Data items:
-------

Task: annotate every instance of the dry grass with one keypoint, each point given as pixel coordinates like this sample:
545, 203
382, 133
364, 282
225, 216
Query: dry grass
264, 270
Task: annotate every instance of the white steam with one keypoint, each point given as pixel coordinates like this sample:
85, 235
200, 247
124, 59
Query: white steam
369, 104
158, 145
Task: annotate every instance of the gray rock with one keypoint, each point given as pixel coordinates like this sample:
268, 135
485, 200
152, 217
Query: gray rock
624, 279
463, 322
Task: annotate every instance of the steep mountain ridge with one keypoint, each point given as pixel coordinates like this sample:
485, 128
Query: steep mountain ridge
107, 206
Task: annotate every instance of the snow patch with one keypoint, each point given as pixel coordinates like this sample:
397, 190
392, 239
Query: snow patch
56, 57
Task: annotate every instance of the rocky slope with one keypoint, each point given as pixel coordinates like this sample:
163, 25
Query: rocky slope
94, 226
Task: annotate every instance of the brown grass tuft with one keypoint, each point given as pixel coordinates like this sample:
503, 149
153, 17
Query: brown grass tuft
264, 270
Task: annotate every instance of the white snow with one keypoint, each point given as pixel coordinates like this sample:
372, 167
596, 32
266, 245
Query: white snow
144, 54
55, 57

-------

HOW TO COMPLETE THIS TASK:
Where a line of the data contains "each", copy that line.

TASK SOLUTION:
Task: annotate every instance of the dry grass with one keypoint, each point given as pixel coordinates like this sample:
Task: annotate every instance of the white steam with one keypoint, each point given as pixel coordinates like this sample:
Task: annotate every instance of the gray rock with one keypoint, each point given as pixel coordinates like this sample:
Task: annotate every instance of the steep mountain ridge with one keypoint, each point given as pixel coordinates like this sample:
Task: annotate every instance of the snow patch with one keypoint, each point given as pixel coordinates like this sample:
Task: annotate every instance of the rocky slope with one keypoint, each point given as pixel coordinates like this sample:
Task: annotate every instance of the brown grass tuft with one keypoint, each point given as pixel coordinates like this sample:
Task: annotate every instance of the white snow with one keypoint, each point given as pixel coordinates like this sample:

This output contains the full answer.